*Exercise prompt*
Please decide whether each statement agrees with the blog post that follows, answering yes or no and quoting the words of the post that settle it. (a) The writer's clients know about the writer's diagnosis. (b) The writer's main purpose in starting the blog was to raise awareness of mental health. (c) The writer first came across the pledge after several months of blogging.

*Supplied text*
- - -
Therapist By A Thread

“I pledge my commitment to the Blog for Mental Health 2014 Project. I will blog about mental health topics not only for myself, but for others. By displaying this badge, I show my pride, dedication, and acceptance for mental health. I use this to promote mental health education in the struggle to erase stigma.”

bfmh14-copy-e1388959797718http://acanvasoftheminds.com/2014/01/07/blog-for-mental-health-2014/

I came across this my very first day blogging and have been meaning to officially take this pledge ever since. My main purpose in starting this blog was to raise awareness of mental health and erase the stigma of carrying a mental health diagnosis.

When I am in the therapist’s chair, my clients often say things like, “You wouldn’t understand” or “I wish I had it so together like you!” I usually respond with something similar to, “I understand you feel so alone and isolated” for the former and, “Everybody’s got something to work on!” for the latter. On the outside, my job as a professional is to create a safe, one-sided relationship for my clients so they can achieve whatever goals they are in therapy to achieve. I am good at this. I am good at putting the attention on others, and I am very good at redirecting clients. I have even become a star at answering the mandatory personal questions (ie. “What’s the most difficult thing you have ever experienced?” to which I often replied while pregnant, “Making it through this therapy session without peeing my pants!”) while playing therapy games with clients. My clients have no idea of my diagnosis, and that is ethical and professional. At times, my heart breaks at their feelings of isolation, but it is not my job (on the contrary, it would be quite unethical of me to do this) to share the personal information they would need from me in order to realize that I understand them on a deeper level than the books I studied in graduate school.
- - -
*Information provided*

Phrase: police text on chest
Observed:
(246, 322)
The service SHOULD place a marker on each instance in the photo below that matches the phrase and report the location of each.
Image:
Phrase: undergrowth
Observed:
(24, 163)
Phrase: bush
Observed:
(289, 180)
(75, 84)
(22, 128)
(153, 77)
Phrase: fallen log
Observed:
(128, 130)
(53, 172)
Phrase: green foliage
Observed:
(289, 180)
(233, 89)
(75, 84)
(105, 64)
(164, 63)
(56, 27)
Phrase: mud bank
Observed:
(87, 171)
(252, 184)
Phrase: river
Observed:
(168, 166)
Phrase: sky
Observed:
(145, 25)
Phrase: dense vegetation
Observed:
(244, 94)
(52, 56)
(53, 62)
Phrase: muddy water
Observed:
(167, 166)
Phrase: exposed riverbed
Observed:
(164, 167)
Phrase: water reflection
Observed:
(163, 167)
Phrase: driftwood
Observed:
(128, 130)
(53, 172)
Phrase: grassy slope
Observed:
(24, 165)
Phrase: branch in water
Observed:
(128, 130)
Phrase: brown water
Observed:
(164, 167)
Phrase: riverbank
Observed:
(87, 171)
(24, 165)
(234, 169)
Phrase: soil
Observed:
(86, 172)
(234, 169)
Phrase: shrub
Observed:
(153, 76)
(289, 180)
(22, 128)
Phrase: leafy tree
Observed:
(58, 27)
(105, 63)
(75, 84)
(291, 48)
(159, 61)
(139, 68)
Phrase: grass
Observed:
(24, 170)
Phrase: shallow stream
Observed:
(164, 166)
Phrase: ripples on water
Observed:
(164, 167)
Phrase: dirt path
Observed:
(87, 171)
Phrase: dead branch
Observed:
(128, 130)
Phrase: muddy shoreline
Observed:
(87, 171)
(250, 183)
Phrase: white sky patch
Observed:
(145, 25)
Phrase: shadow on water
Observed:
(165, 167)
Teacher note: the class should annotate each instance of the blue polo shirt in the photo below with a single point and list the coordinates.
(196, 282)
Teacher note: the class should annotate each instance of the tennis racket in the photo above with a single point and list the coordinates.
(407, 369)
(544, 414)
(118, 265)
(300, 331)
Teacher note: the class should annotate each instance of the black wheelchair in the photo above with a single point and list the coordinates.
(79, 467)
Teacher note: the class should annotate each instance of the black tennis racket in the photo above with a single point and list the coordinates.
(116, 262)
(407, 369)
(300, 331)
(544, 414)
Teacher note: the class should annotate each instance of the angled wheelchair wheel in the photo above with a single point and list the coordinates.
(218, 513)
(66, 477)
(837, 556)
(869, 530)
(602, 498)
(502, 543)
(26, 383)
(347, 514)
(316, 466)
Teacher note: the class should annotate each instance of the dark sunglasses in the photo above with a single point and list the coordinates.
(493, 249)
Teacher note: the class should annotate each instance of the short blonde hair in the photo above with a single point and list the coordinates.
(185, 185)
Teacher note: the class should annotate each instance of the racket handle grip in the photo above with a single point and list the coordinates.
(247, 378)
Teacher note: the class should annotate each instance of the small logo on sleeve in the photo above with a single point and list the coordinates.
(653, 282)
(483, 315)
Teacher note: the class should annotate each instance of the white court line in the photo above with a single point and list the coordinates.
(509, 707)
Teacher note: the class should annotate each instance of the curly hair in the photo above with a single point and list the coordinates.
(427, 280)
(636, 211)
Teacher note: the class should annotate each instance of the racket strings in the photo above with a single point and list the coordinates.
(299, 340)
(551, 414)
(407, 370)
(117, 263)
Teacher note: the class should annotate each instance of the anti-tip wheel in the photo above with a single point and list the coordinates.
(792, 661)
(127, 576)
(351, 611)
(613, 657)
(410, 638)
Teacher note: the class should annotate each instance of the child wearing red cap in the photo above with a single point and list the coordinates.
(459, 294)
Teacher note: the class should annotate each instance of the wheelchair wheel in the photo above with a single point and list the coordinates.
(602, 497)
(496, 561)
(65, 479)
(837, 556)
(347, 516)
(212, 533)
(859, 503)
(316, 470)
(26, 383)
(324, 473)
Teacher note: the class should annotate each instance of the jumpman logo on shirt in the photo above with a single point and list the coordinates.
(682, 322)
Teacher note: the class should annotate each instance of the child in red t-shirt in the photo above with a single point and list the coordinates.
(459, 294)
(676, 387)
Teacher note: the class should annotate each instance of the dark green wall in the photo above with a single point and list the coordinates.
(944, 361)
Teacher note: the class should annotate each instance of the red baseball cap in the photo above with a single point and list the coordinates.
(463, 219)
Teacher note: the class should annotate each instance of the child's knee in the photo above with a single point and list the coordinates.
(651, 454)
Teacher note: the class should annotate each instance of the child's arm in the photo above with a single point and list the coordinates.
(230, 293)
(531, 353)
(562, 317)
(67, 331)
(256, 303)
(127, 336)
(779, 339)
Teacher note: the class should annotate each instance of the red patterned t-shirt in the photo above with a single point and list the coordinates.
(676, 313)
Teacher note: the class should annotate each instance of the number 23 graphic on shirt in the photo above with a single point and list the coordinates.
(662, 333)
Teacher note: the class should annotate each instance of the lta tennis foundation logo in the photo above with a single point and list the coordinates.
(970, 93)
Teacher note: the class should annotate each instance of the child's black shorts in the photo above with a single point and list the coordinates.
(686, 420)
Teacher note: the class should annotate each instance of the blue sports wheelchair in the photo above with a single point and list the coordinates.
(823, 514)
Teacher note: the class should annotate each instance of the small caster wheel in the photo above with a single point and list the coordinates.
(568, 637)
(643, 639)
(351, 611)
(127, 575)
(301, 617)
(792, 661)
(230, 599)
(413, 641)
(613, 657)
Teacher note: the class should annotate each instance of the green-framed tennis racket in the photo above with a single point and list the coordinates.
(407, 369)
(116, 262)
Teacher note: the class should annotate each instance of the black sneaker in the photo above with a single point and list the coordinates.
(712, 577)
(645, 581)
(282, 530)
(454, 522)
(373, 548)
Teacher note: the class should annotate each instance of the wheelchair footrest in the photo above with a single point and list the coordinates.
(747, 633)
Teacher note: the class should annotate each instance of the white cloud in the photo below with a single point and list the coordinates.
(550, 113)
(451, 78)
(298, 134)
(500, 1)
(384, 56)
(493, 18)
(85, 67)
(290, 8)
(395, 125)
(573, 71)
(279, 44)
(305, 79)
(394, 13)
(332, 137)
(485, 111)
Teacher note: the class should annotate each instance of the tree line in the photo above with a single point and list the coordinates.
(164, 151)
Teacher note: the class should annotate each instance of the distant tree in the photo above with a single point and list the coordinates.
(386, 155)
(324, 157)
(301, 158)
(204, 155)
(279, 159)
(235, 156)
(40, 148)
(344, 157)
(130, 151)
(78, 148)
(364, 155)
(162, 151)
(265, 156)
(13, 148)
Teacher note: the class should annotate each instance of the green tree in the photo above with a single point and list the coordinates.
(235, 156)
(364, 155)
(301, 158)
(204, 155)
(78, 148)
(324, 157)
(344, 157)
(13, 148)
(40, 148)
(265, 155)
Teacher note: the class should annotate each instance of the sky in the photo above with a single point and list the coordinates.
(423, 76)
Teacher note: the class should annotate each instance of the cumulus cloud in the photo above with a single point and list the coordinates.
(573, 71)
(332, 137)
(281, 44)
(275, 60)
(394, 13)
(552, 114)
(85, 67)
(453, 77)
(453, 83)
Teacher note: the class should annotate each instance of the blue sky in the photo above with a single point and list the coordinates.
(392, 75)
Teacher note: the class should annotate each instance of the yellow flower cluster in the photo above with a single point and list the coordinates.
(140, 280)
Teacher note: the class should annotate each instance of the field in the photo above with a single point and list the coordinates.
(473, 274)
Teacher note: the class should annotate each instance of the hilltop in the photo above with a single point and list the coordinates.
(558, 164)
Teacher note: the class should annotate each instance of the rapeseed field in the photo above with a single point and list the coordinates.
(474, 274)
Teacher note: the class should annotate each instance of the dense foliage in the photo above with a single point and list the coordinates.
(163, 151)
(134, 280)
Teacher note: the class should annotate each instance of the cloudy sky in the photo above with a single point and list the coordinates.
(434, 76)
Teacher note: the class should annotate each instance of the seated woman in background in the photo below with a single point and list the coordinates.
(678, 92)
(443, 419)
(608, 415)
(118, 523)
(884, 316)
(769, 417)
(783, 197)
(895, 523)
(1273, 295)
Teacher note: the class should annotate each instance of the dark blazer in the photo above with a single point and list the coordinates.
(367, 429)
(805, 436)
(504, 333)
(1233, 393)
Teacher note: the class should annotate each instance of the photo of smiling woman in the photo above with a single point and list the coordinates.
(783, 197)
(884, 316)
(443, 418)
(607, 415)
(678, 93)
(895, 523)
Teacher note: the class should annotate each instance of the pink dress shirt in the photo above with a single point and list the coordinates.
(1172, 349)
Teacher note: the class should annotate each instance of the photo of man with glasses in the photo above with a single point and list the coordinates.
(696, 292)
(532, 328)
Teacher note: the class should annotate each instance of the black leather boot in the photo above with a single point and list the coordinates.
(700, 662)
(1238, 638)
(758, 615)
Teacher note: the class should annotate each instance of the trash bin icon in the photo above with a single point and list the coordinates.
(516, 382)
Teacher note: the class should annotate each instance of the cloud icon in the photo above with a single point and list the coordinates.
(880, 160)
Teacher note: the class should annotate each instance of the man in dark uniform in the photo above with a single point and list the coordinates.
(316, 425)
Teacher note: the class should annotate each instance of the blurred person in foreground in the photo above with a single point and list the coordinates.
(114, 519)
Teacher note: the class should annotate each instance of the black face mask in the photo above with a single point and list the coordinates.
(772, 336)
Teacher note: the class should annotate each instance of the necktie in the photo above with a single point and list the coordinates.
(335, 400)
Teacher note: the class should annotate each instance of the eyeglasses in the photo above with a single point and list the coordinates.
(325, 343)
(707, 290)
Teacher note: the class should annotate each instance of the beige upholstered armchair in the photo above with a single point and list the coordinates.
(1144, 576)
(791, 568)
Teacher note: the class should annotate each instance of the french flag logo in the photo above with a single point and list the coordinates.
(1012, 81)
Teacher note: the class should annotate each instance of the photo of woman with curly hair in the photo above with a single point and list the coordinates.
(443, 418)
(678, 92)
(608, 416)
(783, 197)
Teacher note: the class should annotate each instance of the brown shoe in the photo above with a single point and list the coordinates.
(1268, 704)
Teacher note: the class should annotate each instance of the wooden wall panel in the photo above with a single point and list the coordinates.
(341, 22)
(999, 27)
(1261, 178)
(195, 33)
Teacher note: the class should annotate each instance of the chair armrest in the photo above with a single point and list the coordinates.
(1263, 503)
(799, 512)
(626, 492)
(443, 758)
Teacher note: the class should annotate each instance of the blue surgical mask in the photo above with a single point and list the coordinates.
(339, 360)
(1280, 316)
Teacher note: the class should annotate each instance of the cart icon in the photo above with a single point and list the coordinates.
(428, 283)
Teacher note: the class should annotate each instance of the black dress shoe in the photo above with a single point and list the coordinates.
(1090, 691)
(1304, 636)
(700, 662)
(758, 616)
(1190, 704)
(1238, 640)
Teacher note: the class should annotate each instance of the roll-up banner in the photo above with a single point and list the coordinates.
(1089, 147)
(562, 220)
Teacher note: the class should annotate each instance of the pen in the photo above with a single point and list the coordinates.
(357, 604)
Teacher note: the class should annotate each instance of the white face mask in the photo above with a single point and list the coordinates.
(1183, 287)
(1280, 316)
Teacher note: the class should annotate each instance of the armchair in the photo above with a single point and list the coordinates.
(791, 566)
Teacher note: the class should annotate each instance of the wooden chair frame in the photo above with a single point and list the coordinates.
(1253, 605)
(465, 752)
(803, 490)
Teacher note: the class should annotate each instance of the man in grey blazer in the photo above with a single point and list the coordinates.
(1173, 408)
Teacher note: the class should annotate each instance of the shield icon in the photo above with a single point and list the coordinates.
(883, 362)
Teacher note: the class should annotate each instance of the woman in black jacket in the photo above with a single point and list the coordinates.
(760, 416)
- - -
*Your response*
(a) No: "My clients have no idea of my diagnosis, and that is ethical and professional."
(b) Yes: "My main purpose in starting this blog was to raise awareness of mental health and erase the stigma of carrying a mental health diagnosis."
(c) No: "I came across this my very first day blogging"